The ResultSet, the PreparedStatement, and the CallableStatement
interfaces have getSQLXML() methods for retrieving a SQLXML data type.
PreparedStatement and CallableStatement also have setSQLXML() methods
to add SQLXML objects as parameters.

The SQLXML resources can be released by calling their free() methods,
which might prove pertinent where the objects are valid in long-running
transactions. DatabaseMetaData's getTypeInfo() method can be called on
a datasource to check if the database supports the SQLXML data type,
since this method returns all the data types it supports.

Connections and Statements
The Connection interface definitions have been enhanced to analyze
connection state and usage to facilitate efficiency.

Sometimes database connections are unusable though they may not
necessarily be closed and garbage collected. In such situations, the
database appears slow and unresponsive. In most of these circumstances,
reinitializing the connections is perhaps the only way to resolve the
problem. When using the JDBC API prior to version 4.0, there is no way
to distinguish between a stale connection and a closed connection. The
new API adds an isValid() method to the Connection interface to query
if the connection is still valid.

Also, database connections are often shared among clients, and
sometimes some clients tend to use more resources than others, which
can lead to starvation-like situations. The Connection interface
defines a setClientInfo() method to define client-specific properties,
which could be utilized to analyze and monitor resource utilization by
the clients.

RowId
The RowId in many databases is a unique way to identify a row in a
table. Queries using RowId in the search criteria are often the fastest
way to retrieve data, especially true in the case of the Oracle and DB2
databases. Since java.sql.RowId is now a built-in type in Java, you
could utilize the performance benefits associated with its usage.
RowIds are most useful in identifying unique and specific rows when
duplicate data exists and some rows are identical. However, it is
important to understand that RowIds often are unique only for a table
and not for the entire database; they may change and are not supported
by all databases. RowIds are typically not portable across datasources
and thus should be used with caution when working with multiple
datasources.

A RowId is valid for the lifetime defined by the datasource and as long
as the row is not deleted. The DatabaseMetadata.getRowIdLifetime()

· · · ·

### [Task list]
1 - In the JDBC excerpt, which Connection method was added to check whether a connection is still valid?
2 - Continue the JDBC excerpt from where it stops.

### [Material shown]
· · · ·

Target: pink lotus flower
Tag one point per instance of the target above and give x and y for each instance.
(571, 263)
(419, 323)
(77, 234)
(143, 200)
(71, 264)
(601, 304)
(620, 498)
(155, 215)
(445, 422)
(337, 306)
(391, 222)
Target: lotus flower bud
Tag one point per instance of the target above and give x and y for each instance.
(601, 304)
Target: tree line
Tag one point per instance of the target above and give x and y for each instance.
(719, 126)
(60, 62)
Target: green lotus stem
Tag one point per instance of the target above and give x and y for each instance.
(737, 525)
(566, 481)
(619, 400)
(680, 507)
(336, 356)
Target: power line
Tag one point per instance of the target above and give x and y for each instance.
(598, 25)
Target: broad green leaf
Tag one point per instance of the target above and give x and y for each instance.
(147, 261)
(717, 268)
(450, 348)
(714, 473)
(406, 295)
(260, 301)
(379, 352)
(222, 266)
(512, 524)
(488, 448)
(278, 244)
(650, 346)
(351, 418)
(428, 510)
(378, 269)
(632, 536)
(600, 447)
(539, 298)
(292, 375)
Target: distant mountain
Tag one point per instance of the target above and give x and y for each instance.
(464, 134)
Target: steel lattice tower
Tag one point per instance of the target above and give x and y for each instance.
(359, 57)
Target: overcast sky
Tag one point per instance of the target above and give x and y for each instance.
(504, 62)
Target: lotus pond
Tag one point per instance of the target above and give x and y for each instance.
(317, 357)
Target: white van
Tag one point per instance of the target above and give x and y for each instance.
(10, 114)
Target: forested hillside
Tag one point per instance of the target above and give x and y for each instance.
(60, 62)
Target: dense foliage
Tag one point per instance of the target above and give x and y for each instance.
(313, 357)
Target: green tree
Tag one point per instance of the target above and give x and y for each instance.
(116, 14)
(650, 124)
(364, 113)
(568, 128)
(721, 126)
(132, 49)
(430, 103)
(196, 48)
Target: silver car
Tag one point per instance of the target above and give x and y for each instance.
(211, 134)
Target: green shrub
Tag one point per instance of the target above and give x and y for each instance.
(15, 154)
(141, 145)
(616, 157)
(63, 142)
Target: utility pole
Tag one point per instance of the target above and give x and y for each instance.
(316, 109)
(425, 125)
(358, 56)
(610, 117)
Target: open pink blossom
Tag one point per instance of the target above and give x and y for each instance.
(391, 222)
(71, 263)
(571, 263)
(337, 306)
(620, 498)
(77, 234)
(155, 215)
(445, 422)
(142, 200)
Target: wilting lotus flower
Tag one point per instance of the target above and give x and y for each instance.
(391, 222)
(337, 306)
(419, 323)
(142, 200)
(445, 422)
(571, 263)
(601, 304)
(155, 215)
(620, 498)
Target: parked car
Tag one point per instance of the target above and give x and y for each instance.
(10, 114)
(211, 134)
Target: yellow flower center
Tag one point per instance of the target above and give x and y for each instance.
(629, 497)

· · · ·

### [Answers by task]
1 - isValid()

2 -
method is called to determine the RowId's lifetime. The return type is
an enumeration type as summarized in the table below.

RowIdLifetime enum type Definition
ROWID_UNSUPPORTED Datasource does not support RowId type
ROWID_VALID_OTHER Implementation-dependent lifetime
ROWID_VALID_TRANSACTION Lifetime is at least the containing
transaction
ROWID_VALID_SESSION Lifetime is at least the containing session
ROWID_VALID_FOREVER Unlimited lifetime

The ROWID_VALID_TRANSACTION, ROWID_VALID_SESSION, and
ROWID_VALID_FOREVER definitions are true as long as the row is not
deleted. It is important to understand that a new RowId is assigned if
a row is deleted and reinserted, which sometimes could happen
transparently at the datasource. As an example, in Oracle, if the
"enable row movement" clause is set on a partitioned table and an
update of the partition key causes the row to move from one partition
to another, the RowId will change. Even without the "enable row
movement" flag with the "alter table table_name" move, the RowId could
change.

Both the ResultSet and CallableStatement interfaces have been updated
to include a method called getRowID(), which returns a javax.sql.RowId
type.

Listing 3 shows how RowId could be retrieved from a ResultSet and from
a CallableStatement.

Listing 3. Get RowId

//The method signatures to retrieve RowId from a ResultSet is as
follows:
RowId getRowId (int columnIndex)
RowId getRowId (String columnName)
...

Statement stmt = con.createStatement ();

ResultSet rs = stmt. ExecuteQuery (...);

while (rs.next ()) {

...

java.sql.RowId rid = rs.getRowId (1);

...

}

//The method signatures to retrieve RowId from a CallableStatement is
as follows:
RowId getRowId (int parameterIndex)
RowId getRowId (String parameterName)

Connection con;
...

CallableStatement cstmt = con.prepareCall (...);
...

cstmt.registerOutParameter (2, Types.ROWID);

...

cstmt.executeUpdate ();

...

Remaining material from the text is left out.